>>>

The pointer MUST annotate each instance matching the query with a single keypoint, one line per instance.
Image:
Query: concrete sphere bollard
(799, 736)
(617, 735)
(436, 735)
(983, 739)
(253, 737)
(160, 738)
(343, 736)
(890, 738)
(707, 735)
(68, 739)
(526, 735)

<<<

Output all of the listing exactly as written.

## Result for this task
The pointer MUST annotate each instance matching the query with a single keypoint, one line per instance.
Image:
Query: concrete sphere bollard
(799, 736)
(617, 735)
(436, 735)
(983, 739)
(253, 737)
(160, 738)
(343, 736)
(890, 738)
(707, 735)
(68, 739)
(526, 735)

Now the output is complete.